Excerto

--------

打印全文
Processo nº 297/2010
(Autos de Recurso Civil e Laboral)

Data: 10 de Novembro de 2011

Assunto:
- Contrato a favor de terceiro
- Trabalhadores não residentes

SUMÁRIO:
- A celebração de um “contrato de prestação de serviços” entre uma empresa fornecedora de trabalhadores não residentes na RAEM e a entidade patronal desses trabalhadores, no qual esta assume as condições de trabalho a estabelecer com os trabalhadores não residentes que vier a contratar, condições essas que foram aprovadas pela Administração ao abrigo dos Despachos nºs 12/GM/88 e 49/GM/88, representa para os trabalhadores não residentes um contrato a favor de terceiro, cuja violação por parte da entidade patronal origina um correspondente direito de indemnização a favor dos trabalhadores não residentes.
- O DL nº 24/89/M não é aplicável, em princípio, às relações laborais de trabalhadores não residentes, as quais deverão ser reguladas por normas especiais (artº 3º, nº 3, al. d) do citado diploma legal). Contudo, nada obsta a aplicação do mesmo por vontade das partes no caso da inexistência das ditas normas especiais.

--------

Exercício 1
Indique se cada afirmação está de acordo com o sumário do acórdão e transcreva as palavras do texto que o decidem.
(a) O DL nº 24/89/M aplica-se, em princípio, às relações laborais de trabalhadores não residentes.
(b) As condições de trabalho foram aprovadas pela Administração ao abrigo de dois despachos.
(c) A violação do contrato pela entidade patronal confere aos trabalhadores não residentes direito a indemnização.
Exercício 2
Responda com base no sumário do acórdão:
(a) Qual é o número do processo?
(b) Em que data foi proferido?
(c) Por que normas deverão ser reguladas as relações laborais de trabalhadores não residentes?
Exercício 3
Retome o sumário do acórdão sobre trabalhadores não residentes e continue-o a partir do ponto em que termina.
Estas linhas não têm qualquer papel neste trabalho.

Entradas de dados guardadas

--------

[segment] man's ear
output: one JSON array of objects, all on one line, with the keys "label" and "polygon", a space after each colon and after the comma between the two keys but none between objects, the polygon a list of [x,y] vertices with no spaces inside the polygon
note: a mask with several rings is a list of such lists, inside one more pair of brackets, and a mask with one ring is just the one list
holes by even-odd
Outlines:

--------

Resposta esperada 1
(a) Não: "O DL nº 24/89/M não é aplicável, em princípio, às relações laborais de trabalhadores não residentes"
(b) Sim: "condições essas que foram aprovadas pela Administração ao abrigo dos Despachos nºs 12/GM/88 e 49/GM/88"
(c) Sim: "cuja violação por parte da entidade patronal origina um correspondente direito de indemnização a favor dos trabalhadores não residentes"

Resposta esperada 2
(a) 297/2010
(b) 10 de Novembro de 2011
(c) Por normas especiais.

Resposta esperada 3
O Relator,
Ho Wai Neng

Processo n.º 297/2010
(Autos de Recurso Cível e Laboral)

Data: 10 de Novembro de 2011
Recorrente: Guardforce (Macau) – Serviços e Sistemas de Segurança, Lda. (Ré)
Recorrido: A (Autor)
    
ACORDAM OS JUÍZES NO TRIBUNAL DE SEGUNDA INSTÂNCIA DA R.A.E.M.:

I - RELATÓRIO
Por sentença de 11/12/2009, julgou-se a acção parcial procedente e, em consequência condenou-se a Ré a pagar ao Autor a quantia de MOP$320,974.30, acrescida dos juros moratórios à taxa legal.
Dessa decisão vem recorrer a Ré, alegando, em sede de conclusão, o seguinte:
I. Vem o presente Recurso interposto da douta Sentença proferida pelo Tribunal a quo, em 11 de Dezembro de 2009, e pela qual foi a ora Recorrente condenada a pagar ao Autor, ora Recorrido, as seguintes quantias:
"a) MOP$131.820,00 a título de diferenças salariais;
b) MOP$35.509,30 a tí tulo de diferença retr ibuti va por trabalho extraordinário;
c) MOP$82.905,00 a título de subsídio de alimentação;
d) MOP$65.340,00 a título de subsídio de efectividade;
e) MOP$5. 400,00 pela prestação de trabalho em dia de descanso semanal;
f) juros moratórias sobre cada uma das aludidas quantias, à taxa legal a contar do trânsito em julgado desta sentença."
II. O Despacho n.º 12/GM/88, de 01 de Fevereiro não determina um regime jurídico regulador das relações laborais que se estabeleçam entre o empregador e um trabalhador não residente, uma vez que se trata de um diploma proferido pelo Governador no âmbi to das suas funções executivas, (cfr. artigo 16.º, n.º 2 do Estatuto Orgânico de Macau) e não legislativas.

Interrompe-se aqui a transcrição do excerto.